DESCRIPTION OF THE TASK
Rewrite the rows below as one numbered list, with each line as its own item and the blank lines left out.
--- start of LISTING ---
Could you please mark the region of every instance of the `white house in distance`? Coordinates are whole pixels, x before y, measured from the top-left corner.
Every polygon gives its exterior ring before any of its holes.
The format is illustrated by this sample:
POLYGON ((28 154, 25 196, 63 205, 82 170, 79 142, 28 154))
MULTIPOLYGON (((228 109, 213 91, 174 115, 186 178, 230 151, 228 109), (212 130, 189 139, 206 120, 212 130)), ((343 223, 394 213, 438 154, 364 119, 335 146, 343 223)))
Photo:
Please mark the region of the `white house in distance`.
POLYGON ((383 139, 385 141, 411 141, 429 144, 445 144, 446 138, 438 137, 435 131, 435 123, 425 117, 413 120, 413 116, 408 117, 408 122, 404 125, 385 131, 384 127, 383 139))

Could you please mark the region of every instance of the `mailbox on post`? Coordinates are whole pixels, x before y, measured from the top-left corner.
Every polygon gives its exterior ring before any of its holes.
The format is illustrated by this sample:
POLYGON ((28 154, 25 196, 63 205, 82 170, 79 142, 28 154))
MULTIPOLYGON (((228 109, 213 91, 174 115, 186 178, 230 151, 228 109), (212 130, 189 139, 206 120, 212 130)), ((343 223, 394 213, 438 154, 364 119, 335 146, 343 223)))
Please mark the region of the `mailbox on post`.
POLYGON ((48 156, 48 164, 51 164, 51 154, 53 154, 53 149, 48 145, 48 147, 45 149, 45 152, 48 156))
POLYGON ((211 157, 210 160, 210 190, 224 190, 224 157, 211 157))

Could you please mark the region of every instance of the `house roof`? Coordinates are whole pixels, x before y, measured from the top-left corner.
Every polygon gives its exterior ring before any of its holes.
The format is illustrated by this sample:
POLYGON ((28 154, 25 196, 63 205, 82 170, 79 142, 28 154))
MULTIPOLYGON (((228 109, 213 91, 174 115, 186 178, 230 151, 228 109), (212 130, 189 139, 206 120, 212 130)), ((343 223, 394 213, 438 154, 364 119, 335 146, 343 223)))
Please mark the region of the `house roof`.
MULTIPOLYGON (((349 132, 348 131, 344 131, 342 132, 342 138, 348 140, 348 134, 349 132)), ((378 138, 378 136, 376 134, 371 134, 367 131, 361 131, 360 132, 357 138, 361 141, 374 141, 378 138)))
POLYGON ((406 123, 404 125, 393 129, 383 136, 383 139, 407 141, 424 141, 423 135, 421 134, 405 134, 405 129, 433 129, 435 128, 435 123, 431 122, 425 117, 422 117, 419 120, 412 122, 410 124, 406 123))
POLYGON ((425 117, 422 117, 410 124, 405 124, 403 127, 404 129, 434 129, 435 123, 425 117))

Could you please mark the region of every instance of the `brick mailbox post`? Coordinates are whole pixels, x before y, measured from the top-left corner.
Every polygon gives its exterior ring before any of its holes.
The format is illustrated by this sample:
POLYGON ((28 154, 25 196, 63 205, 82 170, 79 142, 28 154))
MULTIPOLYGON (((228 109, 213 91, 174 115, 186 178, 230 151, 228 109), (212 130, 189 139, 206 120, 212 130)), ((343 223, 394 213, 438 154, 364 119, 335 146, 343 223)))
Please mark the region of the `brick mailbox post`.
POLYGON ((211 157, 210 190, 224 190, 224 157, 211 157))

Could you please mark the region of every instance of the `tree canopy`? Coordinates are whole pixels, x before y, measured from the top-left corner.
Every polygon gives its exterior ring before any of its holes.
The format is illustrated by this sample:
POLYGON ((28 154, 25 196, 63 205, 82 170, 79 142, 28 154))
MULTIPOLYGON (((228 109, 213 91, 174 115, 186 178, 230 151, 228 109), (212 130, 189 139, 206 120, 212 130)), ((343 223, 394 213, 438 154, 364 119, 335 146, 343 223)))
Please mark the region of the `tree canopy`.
--- end of LISTING ---
COMPLETED TASK
1. Could you please mark the region of every instance of the `white house in distance`? Coordinates are whole pixels, x before y, measured from the top-left corner.
2. Every polygon gives its exterior ring before any of its holes.
3. The format is illustrated by this sample:
4. POLYGON ((28 154, 25 196, 63 205, 82 170, 79 142, 28 154))
5. MULTIPOLYGON (((228 109, 213 91, 174 115, 186 178, 230 151, 228 109), (212 130, 189 139, 206 120, 212 130)), ((343 223, 394 213, 438 154, 364 119, 335 146, 343 223)))
6. Photo:
7. Please mark the region of the `white house in distance`.
8. POLYGON ((383 139, 385 141, 411 141, 429 144, 445 144, 446 138, 438 137, 435 131, 435 123, 425 117, 413 120, 413 116, 408 117, 408 122, 404 125, 385 131, 384 127, 383 139))
9. Could you please mark the region of every instance of the `mailbox on post`? Coordinates are whole pixels, x before y, measured from the top-left corner.
10. Every polygon gives its exterior ring before any of its holes.
11. The format is illustrated by this sample:
12. POLYGON ((28 154, 25 196, 63 205, 82 170, 79 142, 28 154))
13. MULTIPOLYGON (((228 109, 213 91, 174 115, 186 178, 230 151, 228 109), (212 130, 189 139, 206 120, 212 130)), ((343 223, 394 213, 438 154, 364 119, 335 146, 343 223)))
14. Please mark the region of the `mailbox on post`.
15. POLYGON ((48 156, 48 164, 51 164, 51 154, 53 154, 53 149, 48 145, 48 147, 45 149, 45 152, 48 156))
16. POLYGON ((211 157, 210 160, 210 190, 224 190, 224 157, 211 157))
17. Could you please mark the region of every instance of the `house roof`? Coordinates are whole pixels, x before y, measured from the top-left corner.
18. Every polygon gives its exterior ring before any of its holes.
19. The format is illustrated by this sample:
20. POLYGON ((28 154, 25 196, 63 205, 82 170, 79 142, 28 154))
21. MULTIPOLYGON (((228 109, 213 91, 174 115, 186 178, 230 151, 228 109), (212 130, 189 139, 206 120, 212 130)), ((343 223, 394 213, 438 154, 364 119, 335 146, 343 223)))
22. Please mark the region of the `house roof`.
23. MULTIPOLYGON (((349 132, 348 131, 344 131, 342 132, 342 138, 348 140, 348 134, 349 132)), ((378 138, 378 136, 376 134, 371 134, 367 131, 361 131, 360 132, 357 138, 361 141, 374 141, 378 138)))
24. POLYGON ((406 123, 404 125, 393 129, 383 136, 383 139, 407 141, 424 141, 423 135, 421 134, 405 134, 405 129, 433 129, 435 128, 435 123, 431 122, 425 117, 422 117, 419 120, 412 122, 410 124, 406 123))
25. POLYGON ((425 117, 422 117, 410 124, 405 124, 403 127, 404 129, 434 129, 435 123, 425 117))
26. Could you please mark the region of every instance of the `brick mailbox post`? Coordinates are whole pixels, x before y, measured from the top-left corner.
27. Every polygon gives its exterior ring before any of its holes.
28. The format is illustrated by this sample:
29. POLYGON ((28 154, 25 196, 63 205, 82 170, 79 142, 28 154))
30. MULTIPOLYGON (((228 109, 213 91, 174 115, 186 178, 230 151, 228 109), (212 130, 189 139, 206 120, 212 130)), ((343 223, 394 213, 438 154, 364 119, 335 146, 343 223)))
31. Please mark the region of the `brick mailbox post`.
32. POLYGON ((211 157, 210 190, 224 190, 224 157, 211 157))
33. Could you please mark the region of every instance of the `tree canopy`? Coordinates are whole pixels, x before y, measured from the top-left corner.
34. Every polygon gives its exterior ring before any of its holes.
35. The format is illustrated by this sample:
36. POLYGON ((28 154, 25 196, 63 205, 82 170, 79 142, 28 154))
37. MULTIPOLYGON (((228 109, 213 91, 174 115, 186 178, 230 151, 228 109), (212 130, 189 139, 206 120, 212 130)), ((343 223, 394 213, 438 154, 364 119, 335 146, 343 223)))
38. Please mark the region of the `tree canopy`.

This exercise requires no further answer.